YOUR INSTRUCTIONS:
When you repeat the entries, reproduce each line exactly and omit every picture.

WORKING DATA:
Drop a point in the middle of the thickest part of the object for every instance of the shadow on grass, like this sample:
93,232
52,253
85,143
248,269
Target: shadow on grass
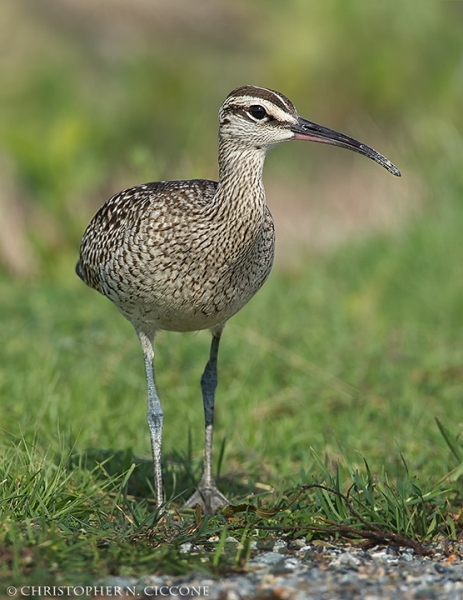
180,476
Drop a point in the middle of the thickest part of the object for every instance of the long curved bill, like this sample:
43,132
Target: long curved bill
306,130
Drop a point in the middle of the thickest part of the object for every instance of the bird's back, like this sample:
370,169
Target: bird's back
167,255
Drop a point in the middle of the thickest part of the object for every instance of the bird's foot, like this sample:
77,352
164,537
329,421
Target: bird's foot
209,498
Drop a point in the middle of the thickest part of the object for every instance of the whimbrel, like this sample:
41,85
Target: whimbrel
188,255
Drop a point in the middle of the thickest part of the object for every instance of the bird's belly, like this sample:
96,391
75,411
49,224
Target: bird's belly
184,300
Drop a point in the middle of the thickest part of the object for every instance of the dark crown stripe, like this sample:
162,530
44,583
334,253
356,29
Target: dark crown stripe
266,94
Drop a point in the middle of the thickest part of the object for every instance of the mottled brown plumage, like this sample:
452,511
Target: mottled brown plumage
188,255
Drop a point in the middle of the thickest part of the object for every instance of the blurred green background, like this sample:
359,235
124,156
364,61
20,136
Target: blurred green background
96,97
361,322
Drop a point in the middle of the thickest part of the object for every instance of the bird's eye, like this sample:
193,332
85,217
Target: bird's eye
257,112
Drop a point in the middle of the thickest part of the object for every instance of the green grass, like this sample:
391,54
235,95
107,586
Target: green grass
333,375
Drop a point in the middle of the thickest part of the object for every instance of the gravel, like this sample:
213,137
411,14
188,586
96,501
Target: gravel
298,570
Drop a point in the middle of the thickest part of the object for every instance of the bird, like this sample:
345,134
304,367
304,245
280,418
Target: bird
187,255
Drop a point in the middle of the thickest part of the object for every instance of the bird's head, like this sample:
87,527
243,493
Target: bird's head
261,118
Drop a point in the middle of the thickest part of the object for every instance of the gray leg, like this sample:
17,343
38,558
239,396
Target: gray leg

SOLUTION:
Drop a point in the middle of the thickest part of the object for every instance of the shadow on grass, like this sample:
93,232
52,253
85,143
248,269
Target: shadow on grass
180,476
Drop a point in the middle of the thickest part of the object for every instance of the long curved bill, like this sample:
43,132
Target: long curved bill
306,130
Drop a point in the middle of the thickest part of the object for every instance of the bird's back, like this sample:
370,169
Target: bird's back
167,255
Drop a point in the middle of the thickest part of the object for every instance of the bird's foot, like this sample:
77,352
164,537
329,421
Target: bird's foot
209,498
Drop a point in the middle of the thickest part of the object for every instance of the whimbrel, like this sample:
41,85
Target: whimbrel
188,255
Drop a point in the middle of the thickest part of the object for every instance of the bird's belly, like this sample:
96,391
75,411
49,224
Target: bird's belly
184,300
Drop a point in the middle of the thickest part of the object for every instance of the dark crown stripe, like this sample:
162,530
44,583
334,253
356,29
Target: dark crown stripe
266,94
Drop a point in the middle of the thickest part of the object for every instance of the mottled brown plumage, like this sample:
452,511
Target: mottled brown plumage
188,255
Drop a point in the middle of the thickest part of the object for every instance of the blurred green background, like this sample:
359,235
124,156
364,61
20,136
Target: blurred green background
96,97
361,322
Drop a point in the middle of the thickest part of the object for every instance of the bird's eye, like this sample:
193,332
85,217
Target: bird's eye
257,112
Drop a point in the middle of the thickest part of the object for every instance of the green grass, like this sample:
391,54
235,95
107,586
Target: green grass
333,375
Drop a point in the middle of the thickest part of the object for every instance of the gravel, like this sample:
213,137
411,14
188,586
96,501
Target: gravel
298,570
Drop a point in the middle of the thickest part of the object for every instance of the bird, like this sample:
345,134
304,367
304,245
280,418
Target: bird
187,255
Drop a point in the middle of the thickest part of the object for every instance of the bird's head, like this sample:
87,527
243,493
Target: bird's head
261,118
Drop a point in the middle of the thickest part of the object for every instance of the gray leg, like this sample:
17,343
38,558
239,396
Target: gray leg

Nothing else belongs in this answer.